Document extract –
Segment Open

At this stage of the manuscript, I think additional evidence and analysis is required to confirm the results in the manuscript.

Impact:

Once the authors present additional analysis to substantiate their results, this manuscript will be highly impactful on the community. The field of liquid biopsies (non-invasive diagnostics) has the potential to revolutionize the medical field (and has already in certain areas, such as prenatal diagnostics). Yet, there is a lack of basic science questions in the field. This manuscript is an important step forward in asking more "basic science" questions that seek to answer a fundamental biological question.

Reviewer #2 (Public Review):

Summary:

Cell-free DNA (cfDNA) are short DNA fragments released into the circulation when cells die. Plasma cfDNA level is thought to reflect the degree of cell-death or tissue injury. Indeed, plasma cfDNA is a reliable diagnostic biomarker for multiple diseases, providing insights into disease severity and outcomes. In this manuscript, Dr. Sender and colleagues address a fundamental question: What fraction of DNA released from cell death is detectable as plasma cfDNA? The authors use public data to estimate the amount of DNA produced from dying cells. They also utilize public data to estimate plasma cfDNA levels. Their calculations showed that <10% of DNA released is detectable as plasma cfDNA, the fraction of detectable cfDNA varying by tissue sources. The study demonstrates new and fundamental principles that could improve disease diagnosis and treatment via cfDNA.

Strengths:

1. The experimental approach is resource-mindful taking advantage of publicly available data to estimate the fraction of detectable cfDNA in physiological states. The authors did not assess if the fraction of detectable cfDNA changes in disease conditions. Nonetheless, their pioneering study lays the foundation and provides the methods needed for a similar assessment in disease states.
2. The findings of this study potentially explain discrepancies in measured versus expected tissue-specific cfDNA from some tissues. For example, the gastrointestinal tract is subject to high cell turnover and release of DNA. Yet, only a small fraction of that DNA ends up in plasma as gastrointestinal cfDNA.

Segment Closed

Raw data –
Segment Open

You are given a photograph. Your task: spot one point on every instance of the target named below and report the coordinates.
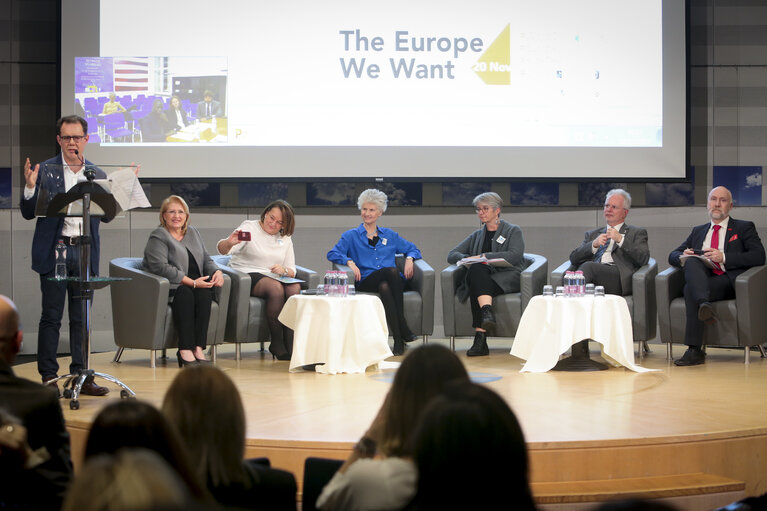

Segment Closed

Check your understanding –
a) In the peer review of the cell-free DNA study, what fraction of the DNA released from dying cells did the authors find is detectable as plasma cfDNA?
b) Extend the peer review of the cell-free DNA study, starting right after its last sentence.

Solved problems –
a) Less than 10%, with the fraction varying by the tissue the DNA comes from.

b)
3. The study proposes potential mechanisms that could account for the low fraction of detectable cfDNA in plasma relative to DNA released. This includes intracellular or tissue machinery that could "chew up" DNA released from dying cells, allowing only a small fraction to escape into plasma as cfDNA. Could this explain why the gastrointestinal track with an elaborate phagosome machinery contributes a small fraction of plasma cfDNA? Given the role of cfDNA as damage-associated molecular pattern in some diseases, targeting such a machinery may provide novel therapeutic opportunities.

Weaknesses: In vitro and in vivo studies are needed to validate these findings and define tissue machinery that contribute to cfDNA production. The validation studies should address the following limitations of the study design: -

1. Align the cohorts to estimate DNA production and plasma cfDNA levels. Cellular turnover rate and plasma cfDNA levels vary with age, sex, circadian clock, and other factors (Madsen AT et al, EBioMedicine, 2019). This study estimated DNA production using data abstracted from a homogenous group of healthy control males (Sender & Milo, Nat Med 2021). On the other hand, plasma cfDNA levels were obtained from datasets of more diverse cohort of healthy males and females with a wide range of ages (Loyfer et al. Nature, 2023 and Moss et al., Nat Commun, 2018).
2. "cfDNA fragments are not created equal". Recent studies demonstrate that cfDNA composition vary with disease state. For example, cfDNA GC content, fraction of short fragments, and composition of some genomic elements increase in heart transplant rejection compared to no-rejection state (Agbor-Enoh, Circulation, 2021). The genomic location and disease state may therefore be important factors to consider in these analyses.
3. Alternative sources of DNA production should be considered. Aside from cell death, DNA can be released from cells via active secretion. This and other additional sources of DNA should be considered in future studies. The distinct characteristics of mitochondrial DNA to genomic DNA should also be considered.